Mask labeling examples
------------------------
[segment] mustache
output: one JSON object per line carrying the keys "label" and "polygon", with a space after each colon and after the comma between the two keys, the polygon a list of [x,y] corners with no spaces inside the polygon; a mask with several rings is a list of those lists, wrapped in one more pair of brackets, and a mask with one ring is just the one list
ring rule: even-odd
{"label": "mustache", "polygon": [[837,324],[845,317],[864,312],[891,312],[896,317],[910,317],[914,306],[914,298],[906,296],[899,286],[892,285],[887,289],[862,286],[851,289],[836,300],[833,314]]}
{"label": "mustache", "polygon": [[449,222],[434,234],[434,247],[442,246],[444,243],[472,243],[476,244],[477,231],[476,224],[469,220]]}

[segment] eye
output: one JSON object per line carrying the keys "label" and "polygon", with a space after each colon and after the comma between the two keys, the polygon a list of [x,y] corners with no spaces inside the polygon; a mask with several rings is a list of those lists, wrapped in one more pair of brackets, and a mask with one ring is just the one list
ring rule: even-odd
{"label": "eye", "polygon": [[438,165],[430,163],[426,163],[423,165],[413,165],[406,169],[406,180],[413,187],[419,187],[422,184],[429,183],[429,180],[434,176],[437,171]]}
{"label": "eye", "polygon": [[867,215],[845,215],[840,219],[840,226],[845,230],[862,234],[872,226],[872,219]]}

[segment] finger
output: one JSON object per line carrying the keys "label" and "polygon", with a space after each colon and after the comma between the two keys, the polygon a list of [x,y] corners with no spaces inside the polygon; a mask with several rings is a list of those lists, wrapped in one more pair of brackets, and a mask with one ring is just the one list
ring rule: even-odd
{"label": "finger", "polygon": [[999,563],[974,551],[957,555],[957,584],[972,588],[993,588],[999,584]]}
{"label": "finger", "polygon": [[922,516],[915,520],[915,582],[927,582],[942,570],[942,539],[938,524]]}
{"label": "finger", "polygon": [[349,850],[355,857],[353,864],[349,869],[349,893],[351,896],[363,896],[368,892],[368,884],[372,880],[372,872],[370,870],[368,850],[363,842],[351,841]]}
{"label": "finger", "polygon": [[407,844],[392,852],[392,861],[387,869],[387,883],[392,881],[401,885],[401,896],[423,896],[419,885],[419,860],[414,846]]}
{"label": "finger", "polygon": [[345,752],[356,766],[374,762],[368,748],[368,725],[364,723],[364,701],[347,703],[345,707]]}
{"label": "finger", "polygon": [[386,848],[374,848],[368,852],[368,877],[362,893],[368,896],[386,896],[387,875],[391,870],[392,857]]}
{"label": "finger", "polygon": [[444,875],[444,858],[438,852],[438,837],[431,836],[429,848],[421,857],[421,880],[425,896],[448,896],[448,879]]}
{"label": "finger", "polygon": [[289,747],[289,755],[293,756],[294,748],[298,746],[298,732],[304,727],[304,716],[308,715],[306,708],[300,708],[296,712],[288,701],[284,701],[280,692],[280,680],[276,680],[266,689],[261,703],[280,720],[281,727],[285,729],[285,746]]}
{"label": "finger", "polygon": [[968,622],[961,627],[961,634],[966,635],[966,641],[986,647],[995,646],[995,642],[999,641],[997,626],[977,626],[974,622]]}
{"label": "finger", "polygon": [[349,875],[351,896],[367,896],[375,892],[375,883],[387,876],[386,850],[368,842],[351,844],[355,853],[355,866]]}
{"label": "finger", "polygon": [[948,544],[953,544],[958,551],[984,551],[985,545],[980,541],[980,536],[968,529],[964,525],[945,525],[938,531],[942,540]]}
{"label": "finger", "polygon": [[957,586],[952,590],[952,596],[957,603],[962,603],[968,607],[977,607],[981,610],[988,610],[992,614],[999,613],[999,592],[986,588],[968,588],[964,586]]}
------------------------
◆ What to do ◆
Gather every line of the listing that contains the word "segment" and copy each of those lines in full.

◆ Response to the task ◆
[segment] mustache
[segment] eye
[segment] finger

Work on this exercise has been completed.